Could you set down every one of the lines below word for word, leaving out the pictures?

>>>>

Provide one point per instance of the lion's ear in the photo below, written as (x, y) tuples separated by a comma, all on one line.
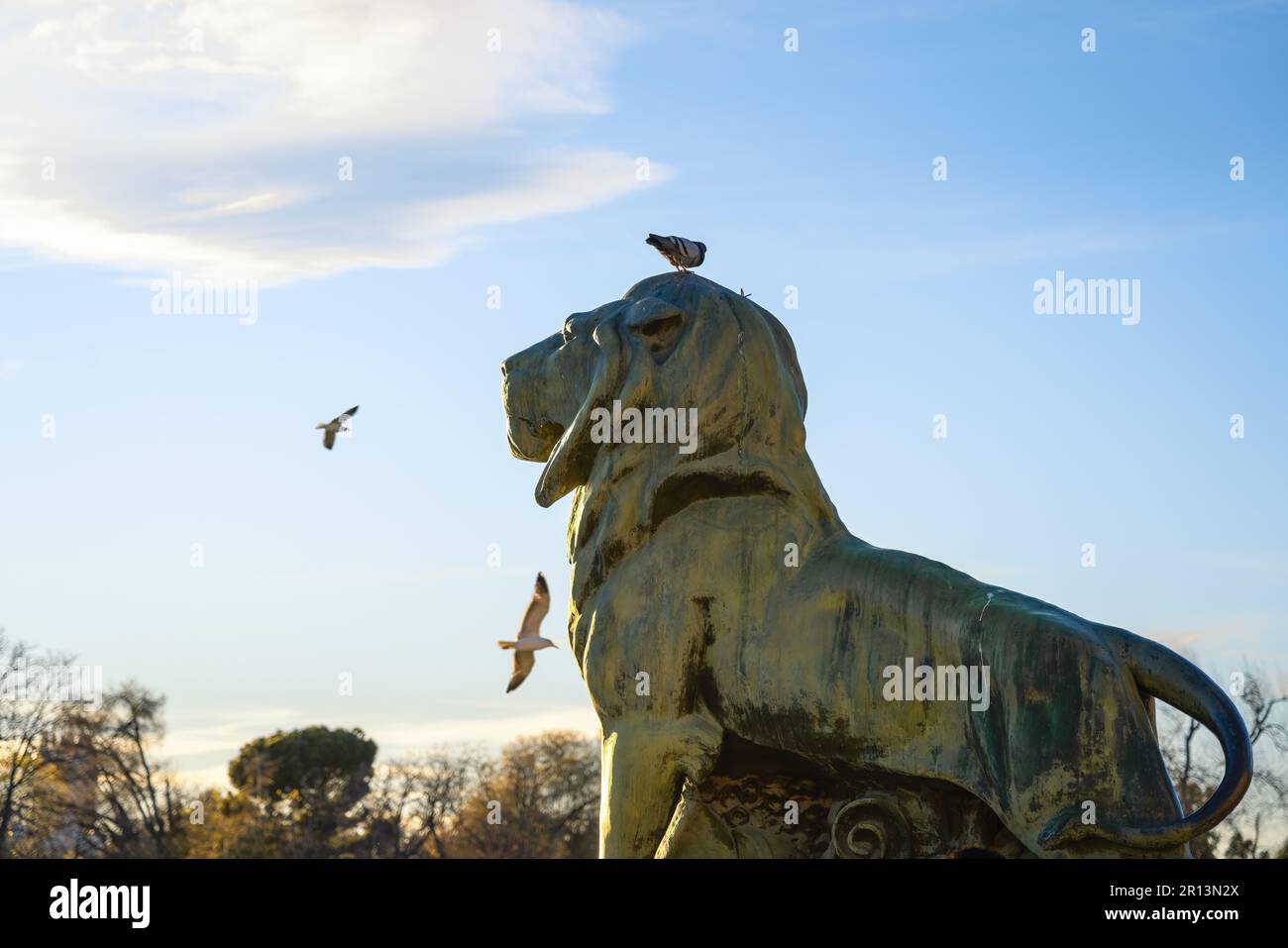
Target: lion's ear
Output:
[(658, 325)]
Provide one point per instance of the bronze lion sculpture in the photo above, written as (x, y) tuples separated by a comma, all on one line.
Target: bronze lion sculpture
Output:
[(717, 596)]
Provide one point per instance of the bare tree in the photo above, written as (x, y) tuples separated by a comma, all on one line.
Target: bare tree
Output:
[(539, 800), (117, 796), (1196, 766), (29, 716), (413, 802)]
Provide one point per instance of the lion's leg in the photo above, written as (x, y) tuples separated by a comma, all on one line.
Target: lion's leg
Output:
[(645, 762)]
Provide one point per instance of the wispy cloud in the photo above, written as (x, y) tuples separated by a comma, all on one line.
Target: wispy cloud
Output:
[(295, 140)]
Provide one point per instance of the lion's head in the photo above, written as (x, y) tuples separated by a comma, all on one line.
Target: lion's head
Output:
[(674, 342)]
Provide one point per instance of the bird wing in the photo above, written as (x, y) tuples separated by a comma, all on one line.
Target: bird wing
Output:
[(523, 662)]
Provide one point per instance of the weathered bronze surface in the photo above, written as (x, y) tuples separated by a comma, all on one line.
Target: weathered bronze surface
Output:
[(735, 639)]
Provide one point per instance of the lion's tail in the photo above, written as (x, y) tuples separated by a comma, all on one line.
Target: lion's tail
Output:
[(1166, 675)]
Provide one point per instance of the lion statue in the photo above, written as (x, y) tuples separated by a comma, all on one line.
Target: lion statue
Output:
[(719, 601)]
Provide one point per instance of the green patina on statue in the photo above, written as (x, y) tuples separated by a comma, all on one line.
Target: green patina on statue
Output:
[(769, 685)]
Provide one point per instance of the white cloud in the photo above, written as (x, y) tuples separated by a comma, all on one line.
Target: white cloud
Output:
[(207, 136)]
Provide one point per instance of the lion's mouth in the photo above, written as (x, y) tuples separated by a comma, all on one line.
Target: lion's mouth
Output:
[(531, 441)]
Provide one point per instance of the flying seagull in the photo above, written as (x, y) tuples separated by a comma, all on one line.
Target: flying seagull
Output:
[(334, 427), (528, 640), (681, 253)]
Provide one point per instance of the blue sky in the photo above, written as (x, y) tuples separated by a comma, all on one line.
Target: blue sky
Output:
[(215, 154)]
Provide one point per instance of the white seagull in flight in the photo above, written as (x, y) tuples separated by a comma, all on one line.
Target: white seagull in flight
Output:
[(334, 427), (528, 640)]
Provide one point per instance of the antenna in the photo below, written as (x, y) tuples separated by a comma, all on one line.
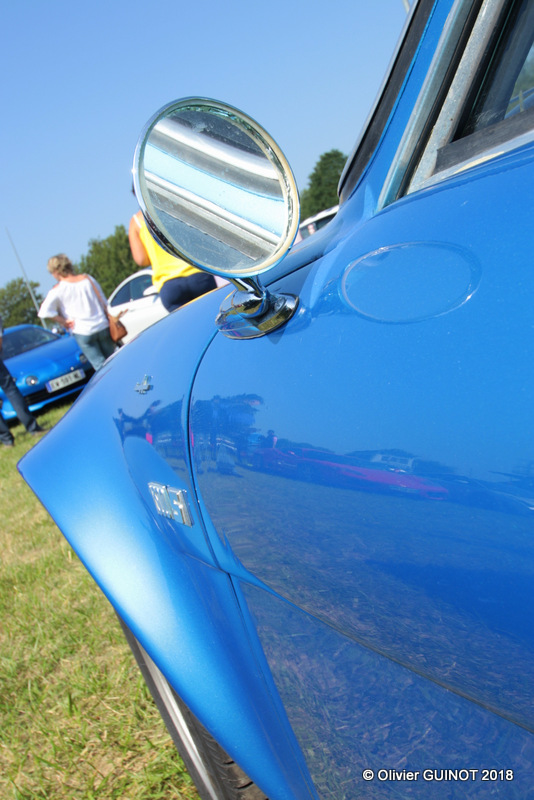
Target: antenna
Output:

<<<<

*SOLUTION FOR THIS EXERCISE*:
Provide one point per instance of the lion's ear in the photo below, written as (x, y) tuples separated by a comma, all on one line.
Target: lion's ear
Output:
[(658, 325)]
Provide one point per instance of the bronze lion sculpture in the photo above, written as (x, y) tuples separated by a comma, all on one line.
Target: bronze lion sculpture
Output:
[(717, 596)]
Provide one point per instance of the bare tree in the photo above, written as (x, y) tuples separated by a comma, all on one line.
Target: bare tree
Output:
[(539, 800), (117, 796), (1196, 766), (29, 716), (413, 802)]
Provide one point per instance of the lion's leg in the photo above, written as (x, y) tuples separated by a comma, all on one line.
Target: lion's leg
Output:
[(645, 762)]
Provide one point per instance of the wispy cloud in the photo above, written as (x, y) tuples separated by a comma, all on one line.
Target: wispy cloud
Output:
[(295, 140)]
Provide one point per instance of the lion's head in the photo above, written as (x, y) tuples separated by a comma, all on one line.
Target: lion's head
Output:
[(674, 342)]
Provide one point per instance of the bird wing in the photo above, written as (x, y) tuples separated by a comma, all on one line.
Target: bird wing
Output:
[(523, 662)]
Provide one point per instance of the weathered bronze surface in the photo above, written as (x, y) tuples separated by a comma, all on one line.
Target: weathered bronze surface
Output:
[(735, 639)]
Provide one point per instance of the lion's tail in the photo above, written as (x, y) tuples separated by a comma, all on one line.
Target: lion's tail
Output:
[(1166, 675)]
Provide one point per instance of the lion statue in the photo above, written as (x, y) tuples separated by a comma, all on one line.
Target: lion statue
Output:
[(719, 601)]
Provide one point per instance of the green patina on statue in the photo above, written as (x, y) tuples separated by a comma, all on one line.
Target: green patina on statue
Output:
[(769, 685)]
Provide one point per instance of the white cloud in the photo above, written as (x, y) tuples separated by a comma, all on one line.
Target: white cloud
Output:
[(207, 136)]
Provide one point per instance of the lion's mouth in the photo above, written as (x, y) tuples separated by a comma, all on one line.
Target: lion's mouth
Output:
[(531, 441)]
Provide one point per instance of the flying seagull in the photo above, written as (x, y) tuples separated by a comma, all on one line.
Target: flying seagull
Output:
[(334, 427), (528, 640), (681, 253)]
Provide one point per instance of the blue sky in the photo above, written as (x, y) tuples separated by a comma, all on one line.
Target: blue sky
Output:
[(215, 154)]
Provide one point per instance of the white seagull in flight in the photo above, written as (x, y) tuples separated by a comma, all on one line.
Target: white seagull in flight
Output:
[(334, 427), (528, 640)]
Provide one point per instance of the antenna in the photo below, written as (x, y) tuples separated by a comma, all on one line.
Target: antenna
Output:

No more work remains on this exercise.